● EXTRAIT À LIRE
Contrôles d'accès et étiquettes RFID exposés

« La mise à niveau du firmware s'effectue via le protocole TLP20, de sorte qu'un attaquant ne saurait pas forcément comment faire, mais il n’aurait pas de mal à comprendre ce qu’il faut faire », a encore expliqué Ben Seri. L'attaquant pourrait simplement surveiller le trafic réseau à partir d'une position man-in-the-middle, observer la façon dont les mises à jour du micrologiciel sont effectuées, puis répéter le processus en remplaçant la mise à jour par une mise à jour malveillante. Comme tout se passe sur une base Linux, le fichier de mise à jour est un exécutable ELF standard qui s’exécute en tant que root, de sorte qu'aucune ingénierie inverse du firmware n'est nécessaire. Selon les chercheurs d'Armis, cette persistance par le biais d'un tel composant malveillant pourrait permettre des attaques de type ransomware où les pirates utilisent leur accès pour perturber le système et empêcher son utilisation. Il serait possible de récupérer les stations compromises par ce type d’attaque en effectuant des mises à jour manuelles du microcode, mais cela prendrait beaucoup de temps et d'efforts.

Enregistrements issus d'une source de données
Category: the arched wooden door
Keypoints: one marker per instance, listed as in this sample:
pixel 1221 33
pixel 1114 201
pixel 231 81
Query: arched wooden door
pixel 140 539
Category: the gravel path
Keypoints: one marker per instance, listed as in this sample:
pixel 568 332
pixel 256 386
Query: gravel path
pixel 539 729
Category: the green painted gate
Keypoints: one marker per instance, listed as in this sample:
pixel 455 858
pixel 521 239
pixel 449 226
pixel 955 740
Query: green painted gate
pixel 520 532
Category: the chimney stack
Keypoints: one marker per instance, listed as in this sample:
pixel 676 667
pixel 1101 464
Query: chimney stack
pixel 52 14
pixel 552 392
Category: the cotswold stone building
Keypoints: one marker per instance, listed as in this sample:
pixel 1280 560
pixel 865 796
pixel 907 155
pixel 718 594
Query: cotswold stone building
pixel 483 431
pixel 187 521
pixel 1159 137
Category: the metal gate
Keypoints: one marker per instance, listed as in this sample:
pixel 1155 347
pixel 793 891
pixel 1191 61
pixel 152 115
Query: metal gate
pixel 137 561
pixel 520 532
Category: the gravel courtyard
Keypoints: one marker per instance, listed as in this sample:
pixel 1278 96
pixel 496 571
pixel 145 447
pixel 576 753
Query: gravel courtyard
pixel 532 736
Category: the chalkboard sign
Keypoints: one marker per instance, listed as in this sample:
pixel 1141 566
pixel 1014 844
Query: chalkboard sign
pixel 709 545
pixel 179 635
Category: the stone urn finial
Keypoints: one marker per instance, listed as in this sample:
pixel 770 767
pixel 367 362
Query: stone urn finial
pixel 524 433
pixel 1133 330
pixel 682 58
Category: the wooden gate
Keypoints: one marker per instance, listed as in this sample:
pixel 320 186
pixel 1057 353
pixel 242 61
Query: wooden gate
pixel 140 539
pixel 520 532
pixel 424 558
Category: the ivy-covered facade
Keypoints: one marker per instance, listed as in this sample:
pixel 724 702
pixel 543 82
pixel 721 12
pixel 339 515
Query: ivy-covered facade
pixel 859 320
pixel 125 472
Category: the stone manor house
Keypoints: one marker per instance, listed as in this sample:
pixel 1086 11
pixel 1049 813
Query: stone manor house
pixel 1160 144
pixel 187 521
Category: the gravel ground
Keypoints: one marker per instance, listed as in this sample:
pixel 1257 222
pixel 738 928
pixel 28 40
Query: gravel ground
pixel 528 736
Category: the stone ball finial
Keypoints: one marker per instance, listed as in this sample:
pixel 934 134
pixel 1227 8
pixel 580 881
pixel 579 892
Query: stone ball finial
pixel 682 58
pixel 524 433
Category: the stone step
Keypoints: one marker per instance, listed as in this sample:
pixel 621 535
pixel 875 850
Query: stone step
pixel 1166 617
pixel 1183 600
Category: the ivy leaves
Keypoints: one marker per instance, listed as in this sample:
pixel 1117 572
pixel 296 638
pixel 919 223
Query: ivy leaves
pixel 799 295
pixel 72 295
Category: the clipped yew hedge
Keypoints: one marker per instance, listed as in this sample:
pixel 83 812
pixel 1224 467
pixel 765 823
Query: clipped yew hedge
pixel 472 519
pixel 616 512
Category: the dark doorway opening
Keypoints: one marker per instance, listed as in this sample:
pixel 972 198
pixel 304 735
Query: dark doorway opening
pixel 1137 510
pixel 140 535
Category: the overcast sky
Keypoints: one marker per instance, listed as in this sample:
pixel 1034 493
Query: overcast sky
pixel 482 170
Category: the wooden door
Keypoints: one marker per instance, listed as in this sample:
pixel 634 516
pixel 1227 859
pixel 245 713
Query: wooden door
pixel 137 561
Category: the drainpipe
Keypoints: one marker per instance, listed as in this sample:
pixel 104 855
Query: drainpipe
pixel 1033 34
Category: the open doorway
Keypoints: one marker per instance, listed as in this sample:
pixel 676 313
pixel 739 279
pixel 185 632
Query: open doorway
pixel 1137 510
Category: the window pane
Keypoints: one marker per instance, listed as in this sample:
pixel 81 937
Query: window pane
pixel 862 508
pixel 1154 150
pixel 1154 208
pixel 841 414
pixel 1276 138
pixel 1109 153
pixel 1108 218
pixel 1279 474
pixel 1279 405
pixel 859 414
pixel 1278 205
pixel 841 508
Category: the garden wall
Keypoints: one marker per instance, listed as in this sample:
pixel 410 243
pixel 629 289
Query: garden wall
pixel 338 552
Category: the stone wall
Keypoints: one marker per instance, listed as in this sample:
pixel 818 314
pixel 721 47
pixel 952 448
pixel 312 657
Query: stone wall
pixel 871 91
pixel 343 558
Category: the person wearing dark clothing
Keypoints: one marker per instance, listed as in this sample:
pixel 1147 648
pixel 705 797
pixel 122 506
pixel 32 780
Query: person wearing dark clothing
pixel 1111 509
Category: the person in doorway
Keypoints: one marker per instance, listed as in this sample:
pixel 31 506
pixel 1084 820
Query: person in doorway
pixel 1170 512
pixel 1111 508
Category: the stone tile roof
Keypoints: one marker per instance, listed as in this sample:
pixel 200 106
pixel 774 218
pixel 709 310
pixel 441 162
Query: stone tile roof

● CONSIGNES
a: Répondez aux questions suivantes d'après l'extrait sur la mise à niveau du firmware.
(i) Par quel protocole la mise à niveau du firmware s'effectue-t-elle ?
(ii) Sous quelle forme se présente le fichier de mise à jour, et avec quels droits s'exécute-t-il ?
(iii) Par quel moyen serait-il possible de récupérer les stations compromises ?
b: Prolongez l'extrait sur la mise à niveau du firmware en reprenant juste après sa dernière phrase.

● RÉPONSES
a:
(i) Par le protocole TLP20.
(ii) C'est un exécutable ELF standard, qui s'exécute en tant que root.
(iii) En effectuant des mises à jour manuelles du microcode.

b:
« Les hôpitaux sont devenus dépendants de ces systèmes, qui sont censés fonctionner en permanence. Si une telle attaque devait se produire, ils devraient mobiliser de la main-d'œuvre pour transporter manuellement ces éléments critiques dans l'hôpital », a expliqué M. Seri. Les attaquants pourraient également saboter le système d'autres façons en redirigeant les transporteurs vers la mauvaise destination et désorganiser le processus et l’hôpital ou en augmentant la vitesse de transport à l'intérieur du système, ce qui endommagerait les matériaux sensibles censés être acheminés à des vitesses plus lentes. Les systèmes traitent également des informations sur le personnel, s'intègrent à des solutions de contrôle d'accès comme les étiquettes RFID, et peuvent même s'intégrer à des systèmes de communication comme le courrier électronique ou les SMS pour envoyer des notifications indiquant que les transporteurs ont été envoyés ou reçus.

Des mesures d'atténuation à activer

« Les vulnérabilités concernent essentiellement la carte logique HMI-3 située à l'intérieur des Nexus Panels quand ils sont connectés en Ethernet et le niveau de compromission des stations dépend de l'accès d'un mauvais acteur au réseau IT de l'établissement », a déclaré Swisslog Healthcare dans un communiqué. La société a préparé une nouvelle version du logiciel avec un firmware mis à jour qui corrige sept des huit vulnérabilités identifiées par Armis. La dernière fait l'objet de mesures d'atténuation documentées dans le Guide de déploiement et de communication réseau de la société. « Les hôpitaux ont l'habitude de se fier à ces systèmes en permanence. Leur mise à jour peut donc prendre du temps, car elle peut nécessiter un arrêt planifié », a expliqué M. Seri. « Tant que les correctifs n’ont pas été appliqués, les établissements concernés doivent utiliser la segmentation de réseau, les listes de contrôle d'accès et les commutateurs pour limiter l'accès à ces systèmes sur le réseau », a ajouté M. Seri. Armis publiera également des règles IDS (Intrusion Dectection Service) qui pourront être intégrées dans des solutions de surveillance open source ou autres afin de détecter les tentatives d'exploitation de ces vulnérabilités.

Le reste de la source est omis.